> _DIRECTIVE 1_: Give back the entries starting at the line containing "The client would like the crowd" and ending at the line containing "[181,0,190,8]", substituting "customer" for every "client" and changing nothing else.

> _QUOTED TEXT_:
What were you catching on the nightcrawlers???? I usually don't use them for bass because the panfish at my local spots tear them up before the bass can even get to them.


----------



## Weekender#1

On your way up or a side trip while at Fletchers, try some fishing in the AuSable river where you crossed it on 65(the new bridge). That is called Cooke Pond it is loaded with Small Mouth, Pike and Walleye with panfish of every type. No one fishes the water other than through the ice, but it is exceptional. This is some of the water, the impoundment is 1,970 acres without a single cabin or house on its shores. The ramp is right off 65 on the North east side of the bridge.


----------



## LiquidTension

bubba k said:


> Are you sure that all the bass are catch and release???? I don't eat bass so it doesn't matter to me, but I read that they are having a bass tournament on Fletchers in August.


i thought i read it here a few weeks ago. its been updated as of yesterday though...

http://www.fishweb.com/recreation/fishing/reports/fletcher.html
the wording was kinda vague but i thought i read that and that dnr would be conducting catch surveys.... we had a on the water survey last year. 



> They introduced those worms which suppose to eat it


actually they are some kind of weevil and they love this eurasian milfoil over other milfoil... seems they burrow right into the stem of the plant and lay eggs and do what bugs do best... eat,fart,kill plants,mate go thru thier bug stages and the like...


----------



## littleking

wow, ill have to check that lake out, looks nice!


----------



## bill_gfish

Going june 8-11, Have been going there for about 15 yrs I think. We stay at Lyons landing, good people. Don't forget your top water baits when ya go, a favorite of mine.


----------



## discgolfer

I refuse to post in this thread due to the overexposure of my yearly vacation spot that already exists. Every freakin vehicle at Jacks Landing has ohio plates.


----------



## leckig

bubba k said:


> leckig,
> 
> What were you catching on the nightcrawlers???? I usually don't use them for bass because the panfish at my local spots tear them up before the bass can even get to them.


Well, that was very very strange. Friday nigh each case with a NC would produce very nice (I mean very nice!) perch or a big crappie. It was very difficult to set the hook, so we managed to harvest maybe 10 fish out of easily 50-80 bad hook sets.

> _DIRECTIVE 2_:
Answer these questions from the fishing thread.
(a) How many acres does the Cooke Pond impoundment cover?
(b) Where does bill_gfish stay?
(c) Which state's plates does discgolfer say are on every vehicle at Jacks Landing?

Extracted data entries:
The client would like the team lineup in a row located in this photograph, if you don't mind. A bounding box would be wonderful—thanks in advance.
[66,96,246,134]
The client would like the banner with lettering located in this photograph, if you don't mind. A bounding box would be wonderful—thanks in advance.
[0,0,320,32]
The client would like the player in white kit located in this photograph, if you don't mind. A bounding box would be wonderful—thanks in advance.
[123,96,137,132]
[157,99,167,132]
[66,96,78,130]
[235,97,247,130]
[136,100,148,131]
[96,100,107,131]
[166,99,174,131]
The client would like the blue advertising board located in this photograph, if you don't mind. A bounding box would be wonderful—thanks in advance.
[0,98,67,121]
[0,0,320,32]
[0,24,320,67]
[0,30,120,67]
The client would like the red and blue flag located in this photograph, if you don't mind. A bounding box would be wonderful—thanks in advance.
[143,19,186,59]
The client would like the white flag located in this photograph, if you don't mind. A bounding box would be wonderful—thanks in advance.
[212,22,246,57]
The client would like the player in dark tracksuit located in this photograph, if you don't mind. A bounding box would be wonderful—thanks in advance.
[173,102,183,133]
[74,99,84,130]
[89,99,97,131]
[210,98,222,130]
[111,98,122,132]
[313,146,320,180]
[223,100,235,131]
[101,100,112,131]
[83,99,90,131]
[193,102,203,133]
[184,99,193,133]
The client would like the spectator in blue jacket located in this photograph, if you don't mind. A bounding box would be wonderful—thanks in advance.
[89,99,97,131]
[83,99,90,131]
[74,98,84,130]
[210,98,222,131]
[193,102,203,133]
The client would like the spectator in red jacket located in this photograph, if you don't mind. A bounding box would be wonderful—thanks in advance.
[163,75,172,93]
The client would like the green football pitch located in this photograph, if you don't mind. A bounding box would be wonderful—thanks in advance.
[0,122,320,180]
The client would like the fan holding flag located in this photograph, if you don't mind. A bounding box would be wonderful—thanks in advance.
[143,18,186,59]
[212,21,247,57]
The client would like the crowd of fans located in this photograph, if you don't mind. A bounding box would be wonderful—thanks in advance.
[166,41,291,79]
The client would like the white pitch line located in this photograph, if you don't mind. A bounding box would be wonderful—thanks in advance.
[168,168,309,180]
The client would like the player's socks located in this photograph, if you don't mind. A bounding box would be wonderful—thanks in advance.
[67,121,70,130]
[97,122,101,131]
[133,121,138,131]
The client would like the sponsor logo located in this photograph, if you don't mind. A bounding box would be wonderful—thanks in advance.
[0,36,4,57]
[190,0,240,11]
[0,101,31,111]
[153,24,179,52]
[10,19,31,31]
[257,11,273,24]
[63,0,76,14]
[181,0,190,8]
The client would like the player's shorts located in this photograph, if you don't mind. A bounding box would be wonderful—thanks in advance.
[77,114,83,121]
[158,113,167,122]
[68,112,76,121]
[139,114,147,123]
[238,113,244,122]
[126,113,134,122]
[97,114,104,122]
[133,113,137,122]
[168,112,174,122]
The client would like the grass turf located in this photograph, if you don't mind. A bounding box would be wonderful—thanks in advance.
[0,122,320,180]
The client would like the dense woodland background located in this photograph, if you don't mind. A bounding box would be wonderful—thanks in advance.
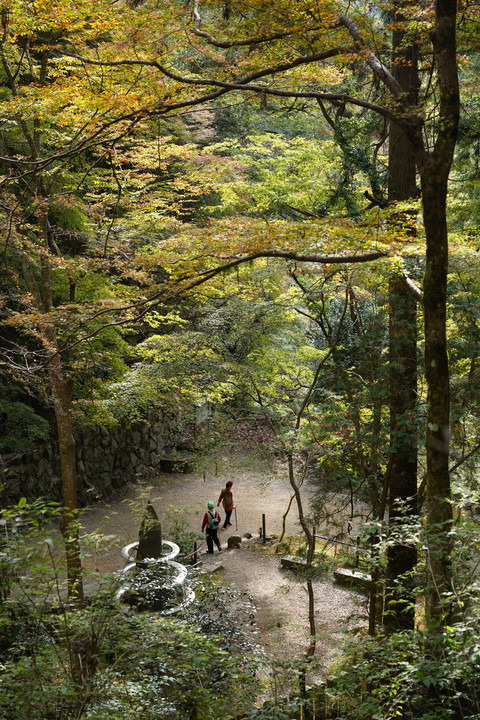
[0,0,480,720]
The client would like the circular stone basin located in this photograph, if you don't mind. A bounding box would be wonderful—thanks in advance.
[116,540,195,615]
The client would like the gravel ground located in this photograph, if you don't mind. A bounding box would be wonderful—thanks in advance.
[82,454,366,666]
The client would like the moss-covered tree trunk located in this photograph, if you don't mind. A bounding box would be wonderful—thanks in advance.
[384,11,419,629]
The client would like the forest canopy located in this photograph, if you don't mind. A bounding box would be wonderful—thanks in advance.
[0,0,480,718]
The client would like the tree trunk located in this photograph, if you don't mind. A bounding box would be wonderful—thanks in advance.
[49,328,83,605]
[384,12,419,630]
[422,173,452,628]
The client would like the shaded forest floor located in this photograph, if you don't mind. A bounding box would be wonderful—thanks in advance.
[82,438,367,666]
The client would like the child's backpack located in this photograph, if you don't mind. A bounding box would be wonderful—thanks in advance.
[208,510,220,530]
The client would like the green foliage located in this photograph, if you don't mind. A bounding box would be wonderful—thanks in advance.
[0,381,51,453]
[0,501,255,720]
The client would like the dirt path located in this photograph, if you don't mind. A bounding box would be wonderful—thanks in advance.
[82,454,365,664]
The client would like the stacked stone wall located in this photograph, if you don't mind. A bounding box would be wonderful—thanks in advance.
[0,415,175,507]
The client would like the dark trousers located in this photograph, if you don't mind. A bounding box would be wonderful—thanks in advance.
[205,527,221,552]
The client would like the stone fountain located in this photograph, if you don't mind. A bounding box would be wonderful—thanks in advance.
[117,502,195,615]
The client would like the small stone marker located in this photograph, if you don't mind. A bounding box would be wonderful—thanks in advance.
[227,535,242,550]
[280,555,307,570]
[333,568,372,590]
[137,501,162,561]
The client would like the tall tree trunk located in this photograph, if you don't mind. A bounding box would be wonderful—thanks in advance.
[413,0,460,631]
[47,327,84,605]
[384,11,419,629]
[422,172,452,629]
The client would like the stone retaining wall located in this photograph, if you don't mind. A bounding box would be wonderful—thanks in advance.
[0,414,175,507]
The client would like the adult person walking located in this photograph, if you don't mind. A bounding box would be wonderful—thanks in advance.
[217,480,235,530]
[202,500,222,554]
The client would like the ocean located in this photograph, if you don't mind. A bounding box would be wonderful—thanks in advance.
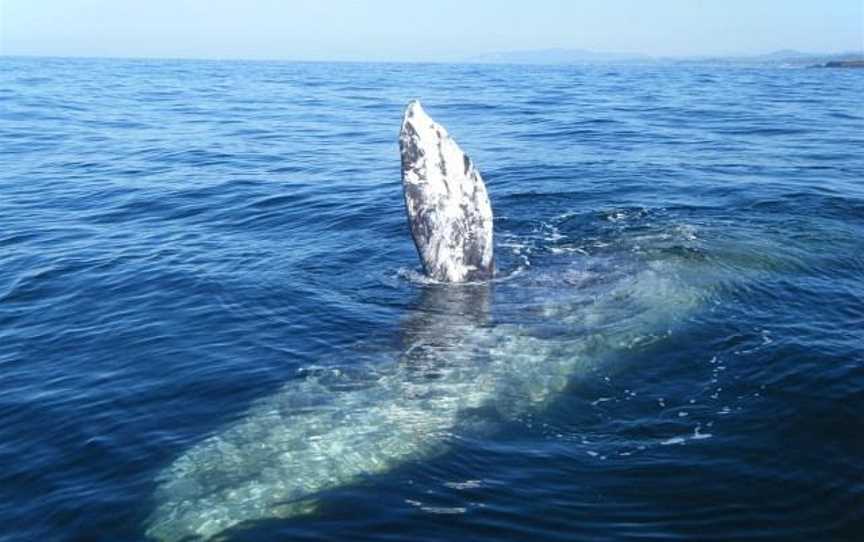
[0,57,864,542]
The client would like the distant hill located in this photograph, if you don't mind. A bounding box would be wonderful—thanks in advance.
[675,49,864,67]
[465,49,654,64]
[462,49,864,66]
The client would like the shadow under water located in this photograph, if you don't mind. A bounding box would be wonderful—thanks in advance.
[147,231,699,541]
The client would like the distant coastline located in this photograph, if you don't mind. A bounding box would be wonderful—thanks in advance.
[462,49,864,67]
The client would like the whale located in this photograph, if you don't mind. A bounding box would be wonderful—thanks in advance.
[144,102,702,542]
[399,100,494,282]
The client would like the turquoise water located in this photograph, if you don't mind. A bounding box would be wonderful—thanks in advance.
[0,58,864,541]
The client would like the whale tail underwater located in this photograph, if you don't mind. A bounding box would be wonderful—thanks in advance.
[147,102,699,542]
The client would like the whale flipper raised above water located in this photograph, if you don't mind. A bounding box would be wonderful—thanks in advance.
[399,100,494,282]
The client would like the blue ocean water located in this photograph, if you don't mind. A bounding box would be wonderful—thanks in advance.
[0,58,864,542]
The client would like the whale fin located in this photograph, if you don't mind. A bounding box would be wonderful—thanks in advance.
[399,100,494,282]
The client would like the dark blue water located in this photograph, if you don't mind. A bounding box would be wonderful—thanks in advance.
[0,58,864,541]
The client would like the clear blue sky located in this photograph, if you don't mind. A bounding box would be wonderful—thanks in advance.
[0,0,864,60]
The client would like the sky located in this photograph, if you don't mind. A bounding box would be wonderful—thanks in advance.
[0,0,864,61]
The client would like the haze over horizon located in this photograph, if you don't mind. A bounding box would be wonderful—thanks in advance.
[0,0,864,61]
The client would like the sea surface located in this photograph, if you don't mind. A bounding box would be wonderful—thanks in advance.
[0,57,864,542]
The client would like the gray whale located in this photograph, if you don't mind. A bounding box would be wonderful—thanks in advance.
[146,102,700,542]
[399,100,494,282]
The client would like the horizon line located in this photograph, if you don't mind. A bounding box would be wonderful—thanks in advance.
[0,47,864,65]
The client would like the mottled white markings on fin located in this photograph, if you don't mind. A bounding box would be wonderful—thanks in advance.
[399,100,494,282]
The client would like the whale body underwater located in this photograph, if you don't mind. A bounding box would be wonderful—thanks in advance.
[147,102,705,541]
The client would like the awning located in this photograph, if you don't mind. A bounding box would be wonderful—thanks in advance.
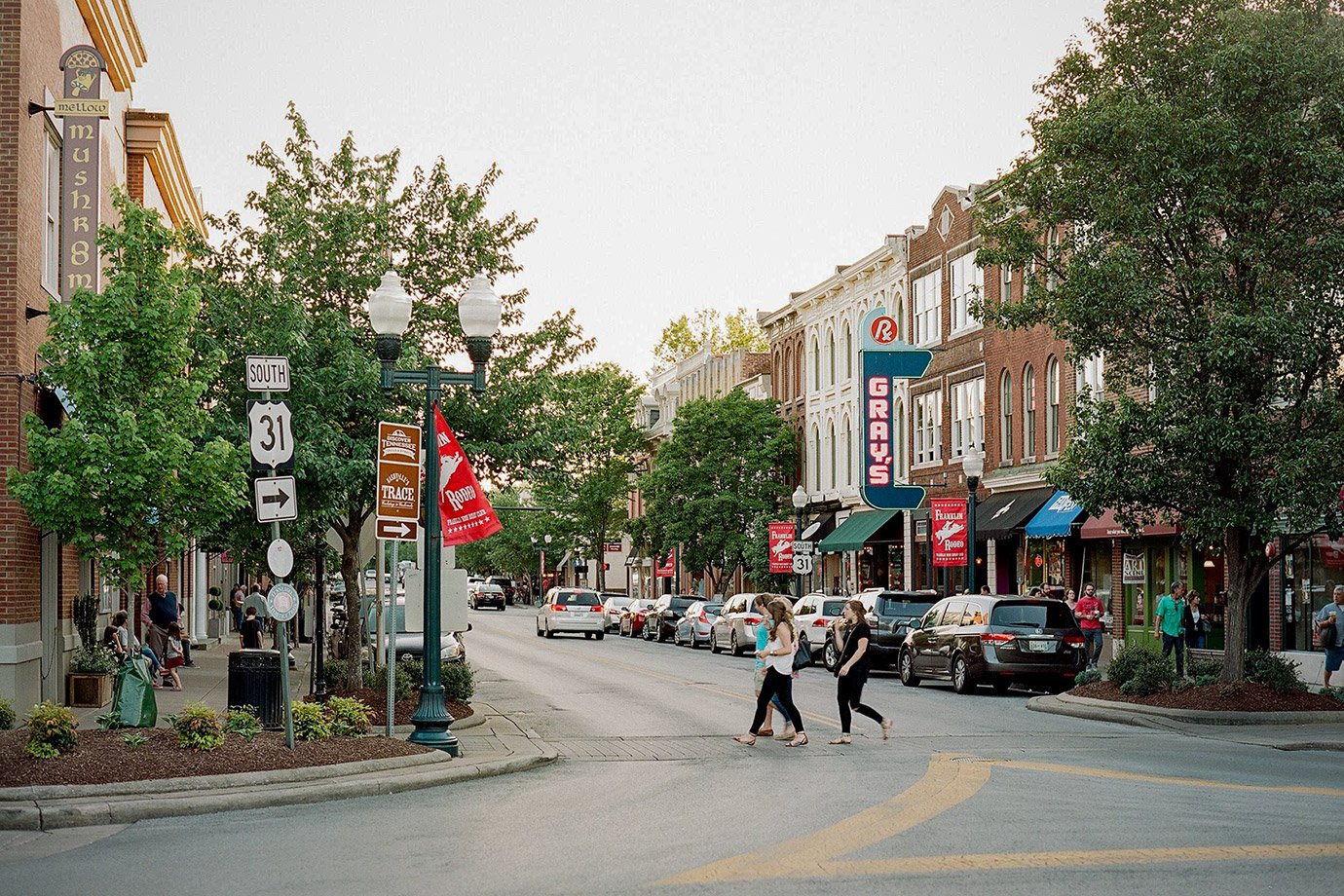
[817,510,901,553]
[1078,510,1180,539]
[976,489,1055,540]
[1027,492,1083,539]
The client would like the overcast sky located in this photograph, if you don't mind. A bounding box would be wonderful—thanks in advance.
[133,0,1103,373]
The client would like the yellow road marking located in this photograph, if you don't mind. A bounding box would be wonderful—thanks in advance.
[655,754,990,885]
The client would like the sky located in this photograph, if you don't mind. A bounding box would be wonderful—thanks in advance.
[131,0,1103,373]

> _COMPLETE RESPONSE 1_:
The customer would like the crowd of fans located in this photograph, if you don't mind. A bounding box would be wonderful—thanks in advance.
[166,41,291,79]
The customer would like the white pitch line located in this photograph, if you don't mind. A bounding box would be wonderful—thanks in advance.
[168,168,309,180]
The customer would like the player's socks located in this photograph, if you don't mind. A bounding box would be wonderful—thanks in advance.
[67,121,70,130]
[97,122,101,131]
[133,121,138,131]
The customer would like the sponsor logo located in this photograph, if you don't mind. A bounding box would be wonderful—thanks in advance.
[0,36,4,57]
[190,0,240,11]
[0,101,31,111]
[153,24,179,52]
[10,19,31,31]
[257,11,273,24]
[63,0,76,14]
[181,0,190,8]

> _COMPLETE RESPONSE 2_:
(a) 1,970 acres
(b) Lyons landing
(c) Ohio